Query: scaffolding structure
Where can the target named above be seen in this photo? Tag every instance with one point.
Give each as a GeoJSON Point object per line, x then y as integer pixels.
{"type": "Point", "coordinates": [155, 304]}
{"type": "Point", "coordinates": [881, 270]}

◇ ◇ ◇ ◇ ◇ ◇ ◇

TO DO – Please repeat the data in full so that nothing differs from the original.

TASK RESULT –
Query: scaffolding structure
Where can the target named above be seen in this photo? Tag every instance with one point.
Give each as a GeoJSON Point object per line, x then y as integer pixels.
{"type": "Point", "coordinates": [155, 304]}
{"type": "Point", "coordinates": [881, 270]}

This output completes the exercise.